- **What you should do**
Each line below should be retyped exactly, with no pictures.

- **Provided material**

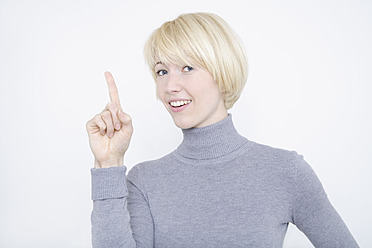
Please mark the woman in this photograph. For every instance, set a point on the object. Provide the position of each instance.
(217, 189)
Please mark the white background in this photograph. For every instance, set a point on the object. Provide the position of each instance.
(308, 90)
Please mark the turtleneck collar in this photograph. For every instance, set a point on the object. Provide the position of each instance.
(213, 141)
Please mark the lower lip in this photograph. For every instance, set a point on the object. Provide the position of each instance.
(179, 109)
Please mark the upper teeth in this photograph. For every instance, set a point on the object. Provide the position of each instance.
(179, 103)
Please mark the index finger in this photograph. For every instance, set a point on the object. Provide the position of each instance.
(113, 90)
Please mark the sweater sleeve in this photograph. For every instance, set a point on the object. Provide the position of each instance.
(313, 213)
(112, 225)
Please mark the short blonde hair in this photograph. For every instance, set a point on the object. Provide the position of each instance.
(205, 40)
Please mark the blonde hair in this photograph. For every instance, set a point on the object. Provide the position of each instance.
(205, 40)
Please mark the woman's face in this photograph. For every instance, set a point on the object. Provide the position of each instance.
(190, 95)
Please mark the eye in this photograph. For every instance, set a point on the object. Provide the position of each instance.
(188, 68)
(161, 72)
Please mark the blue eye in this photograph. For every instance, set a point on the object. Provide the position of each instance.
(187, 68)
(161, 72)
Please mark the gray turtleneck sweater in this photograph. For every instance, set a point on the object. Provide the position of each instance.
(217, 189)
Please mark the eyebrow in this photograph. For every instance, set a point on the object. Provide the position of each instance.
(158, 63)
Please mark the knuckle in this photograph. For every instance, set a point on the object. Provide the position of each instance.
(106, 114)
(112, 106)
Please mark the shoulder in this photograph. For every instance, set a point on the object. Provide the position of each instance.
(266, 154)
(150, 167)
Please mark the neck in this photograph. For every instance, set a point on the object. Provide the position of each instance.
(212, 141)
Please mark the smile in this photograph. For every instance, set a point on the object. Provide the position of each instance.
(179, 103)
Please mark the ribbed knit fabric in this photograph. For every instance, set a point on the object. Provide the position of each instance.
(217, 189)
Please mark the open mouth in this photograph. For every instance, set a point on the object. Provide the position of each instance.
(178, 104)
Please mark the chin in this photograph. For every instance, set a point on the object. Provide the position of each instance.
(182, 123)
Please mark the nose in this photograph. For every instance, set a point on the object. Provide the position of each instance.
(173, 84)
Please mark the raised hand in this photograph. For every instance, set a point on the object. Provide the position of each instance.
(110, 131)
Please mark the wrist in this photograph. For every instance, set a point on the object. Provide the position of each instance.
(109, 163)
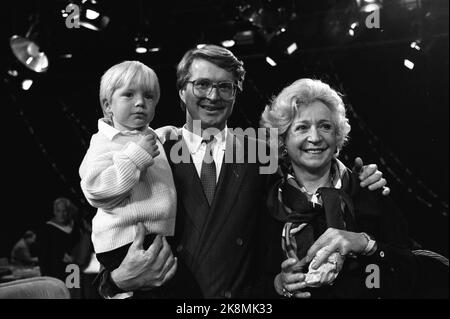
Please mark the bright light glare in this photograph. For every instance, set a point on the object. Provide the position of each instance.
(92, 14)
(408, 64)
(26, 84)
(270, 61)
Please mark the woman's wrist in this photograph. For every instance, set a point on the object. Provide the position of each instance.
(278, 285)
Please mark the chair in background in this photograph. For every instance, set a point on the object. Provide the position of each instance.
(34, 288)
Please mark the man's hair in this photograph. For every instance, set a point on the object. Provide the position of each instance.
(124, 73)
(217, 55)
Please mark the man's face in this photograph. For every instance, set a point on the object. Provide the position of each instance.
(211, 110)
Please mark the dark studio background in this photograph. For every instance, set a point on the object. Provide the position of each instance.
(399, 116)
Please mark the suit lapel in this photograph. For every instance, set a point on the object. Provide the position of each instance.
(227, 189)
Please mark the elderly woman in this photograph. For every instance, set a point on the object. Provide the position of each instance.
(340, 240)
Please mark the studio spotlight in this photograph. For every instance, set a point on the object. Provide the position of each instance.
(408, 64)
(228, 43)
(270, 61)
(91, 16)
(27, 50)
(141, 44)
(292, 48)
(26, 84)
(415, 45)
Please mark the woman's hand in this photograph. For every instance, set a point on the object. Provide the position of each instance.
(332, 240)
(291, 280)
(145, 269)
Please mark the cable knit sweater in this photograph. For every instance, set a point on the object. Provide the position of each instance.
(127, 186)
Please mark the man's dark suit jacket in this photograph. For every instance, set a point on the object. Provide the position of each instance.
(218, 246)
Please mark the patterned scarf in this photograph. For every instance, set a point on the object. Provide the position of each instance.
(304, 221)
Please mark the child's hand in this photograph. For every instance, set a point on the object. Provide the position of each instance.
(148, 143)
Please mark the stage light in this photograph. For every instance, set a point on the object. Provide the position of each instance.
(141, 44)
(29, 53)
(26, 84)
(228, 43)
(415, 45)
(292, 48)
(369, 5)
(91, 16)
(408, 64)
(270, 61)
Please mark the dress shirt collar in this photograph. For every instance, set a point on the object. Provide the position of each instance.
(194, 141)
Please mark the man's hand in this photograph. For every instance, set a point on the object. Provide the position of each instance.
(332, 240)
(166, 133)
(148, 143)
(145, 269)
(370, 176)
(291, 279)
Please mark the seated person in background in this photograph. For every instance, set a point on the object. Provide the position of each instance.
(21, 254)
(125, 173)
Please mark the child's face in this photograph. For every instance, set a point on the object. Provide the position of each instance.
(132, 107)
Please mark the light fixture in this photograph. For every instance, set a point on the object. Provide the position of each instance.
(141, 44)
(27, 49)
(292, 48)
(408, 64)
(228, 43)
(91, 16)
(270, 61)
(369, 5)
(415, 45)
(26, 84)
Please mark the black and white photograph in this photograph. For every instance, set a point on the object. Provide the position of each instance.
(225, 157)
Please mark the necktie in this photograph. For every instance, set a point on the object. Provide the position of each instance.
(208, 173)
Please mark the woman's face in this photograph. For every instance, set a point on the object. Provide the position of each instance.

- **Result for this task**
Please mark the woman in this photograph. For every instance, set a point on the object. Provide the position of each instance.
(217, 189)
Please mark the white background in this photograph. For every instance, set a point on the object. Provide the position of each instance.
(308, 90)
Please mark the turtleneck collar in this photograph. For every instance, set a point on the object. Provide the position of each instance.
(213, 141)
Please mark the lower lip in this photograph. For every instance, set a point on the object. Provide the position of each instance.
(179, 109)
Please mark the upper teeth in this photograph. For every instance, set a point on the object. Provide the position of each instance.
(179, 103)
Please mark the index finger in this photograph. For every instance, set a point on the object. Provide the position of each instance.
(113, 90)
Please mark the sweater sleeve in this photograph. For every instance, set a point on the object. Provide the position of each instance.
(313, 213)
(112, 225)
Please mark the short blonde hair in this photograph. For every instance, set a point on the object. Provide the position of each instance.
(205, 40)
Please mark the blonde hair in this photograph. For every instance, set a point on the object. Provide the position of each instance.
(205, 40)
Please mark the woman's face in this photograph. For every instance, set a point on the object. Provide the position of each instance.
(190, 95)
Please mark the eye in this photograph. For every instance, set a point on the object. Provide the position of each instance.
(188, 68)
(161, 72)
Please mark the blue eye in this photograph. For every instance, set a point on the object. Provide the position of each instance.
(187, 68)
(161, 72)
Please mark the gray turtleneck sweater in this photograph. For every instance, set a point on the object. Provide the position of each instance.
(217, 189)
Please mark the eyebrow in this photograph. For every instance, set a point on the object. Provide the position of each instance.
(158, 63)
Please mark the knuckle in this photograph. For every instance, set a point on the object. Provide the position of each instance.
(106, 114)
(112, 106)
Please mark the shoulder in this photograph. For every instance, set a point on the object. Provide the position of each instance.
(266, 154)
(150, 167)
Please mark the neck in this photograph. For every instance, set a point on the object. Provide the position of each instance.
(212, 141)
Please mark the smile in this photograph. For every instance, set a point on the object. Provide the position of each instance.
(179, 103)
Please mark the ribbed knit fabric in this photograph. For every instance, set a point on the object. Provide the position of each instance.
(217, 189)
Please mark the open mouth in this photograph. For every instance, set a point on the object. Provide the position of each instance.
(178, 104)
Please mark the chin in this photograph. For every instance, set a point on the object. Provide the position of each instance.
(182, 123)
Please mark the nose in this photograph. For every instance, set a point on the object. Provide the position of each instance.
(173, 84)
Please mark the raised hand in this photograph. For every instance, set a point on the object. Provide the position of each instance.
(110, 131)
Please mark the wrist in this photograph. For every instance, set a point on the object. Provide the position of each instance.
(109, 163)
Please mark the bright light glare in this photograph. For every instance, set a point on the object. Provide the position of each instance.
(92, 14)
(408, 64)
(26, 84)
(270, 61)
Please mark the woman's wrist in this photograph. For every instance, set a point on the object. Provide the position of each instance.
(278, 285)
Please mark the chair in background in this photograph. For every instance, set a point on the object. Provide the position of each instance.
(34, 288)
Please mark the man's hair in this photograph. For every instance, set a point on the object. Provide the position of each instance.
(124, 73)
(217, 55)
Please mark the man's face in this photograph. For every instance, set a point on the object. Provide the position of each instance.
(211, 110)
Please mark the dark studio background in this photograph. For every instance, set a point on the object. Provide the position of each instance.
(399, 116)
Please mark the suit lapel in this photograph. For every instance, set a point on the object. Provide the position of each instance.
(227, 189)
Please mark the elderly woman in this photograph. For every instance, set a point on the object. Provide the position of each instance.
(340, 240)
Please mark the studio spotlight in this photograph. For every instance, set a point on the object. Provide the position of each instance.
(408, 64)
(228, 43)
(270, 61)
(91, 16)
(27, 50)
(141, 44)
(292, 48)
(26, 84)
(415, 45)
Please mark the woman's hand in this photograph. For every instance, set a point on the object. Provide the position of each instance.
(332, 240)
(291, 280)
(145, 269)
Please mark the cable knit sweater in this photograph. For every instance, set a point on the object. Provide the position of each instance.
(127, 186)
Please mark the man's dark suit jacket in this photograph. For every instance, set a point on the object. Provide the position of each instance.
(218, 246)
Please mark the patterned scarf in this photograph. For every instance, set a point on the object. Provide the position of each instance.
(304, 221)
Please mark the child's hand in this photograph. For every instance, set a point on the object. Provide the position of each instance.
(148, 143)
Please mark the stage light in this photograph. For every instance, set a point on the object. Provide the position of each instance.
(141, 44)
(29, 53)
(26, 84)
(228, 43)
(415, 45)
(292, 48)
(369, 5)
(91, 16)
(408, 64)
(270, 61)
Please mark the dress shirt collar in this photograph. For every instance, set a point on the object. Provide the position of each instance.
(194, 141)
Please mark the man's hand in this photograph. For every instance, set a point on the object. Provide the position of each instance.
(332, 240)
(166, 133)
(148, 143)
(145, 269)
(370, 176)
(291, 279)
Please mark the seated person in background in this photograph. For every instance, set a point on the object. Provide the position of each instance.
(21, 254)
(125, 173)
Please mark the child's face in this photograph. For every instance, set a point on the object. Provide the position of each instance.
(132, 107)
Please mark the light fixture in this photograph. For every instance, set a point on the object. Provide the position of each instance.
(141, 44)
(27, 49)
(292, 48)
(408, 64)
(228, 43)
(91, 16)
(270, 61)
(369, 5)
(415, 45)
(26, 84)
Please mark the black and white photograph in this photograph. For every instance, set a point on the object. Provide the position of each instance.
(225, 157)
Please mark the necktie in this photograph. For every instance, set a point on the object. Provide the position of each instance.
(208, 173)
Please mark the woman's face in this photograph. For every instance, set a point on the object. Provide the position of each instance.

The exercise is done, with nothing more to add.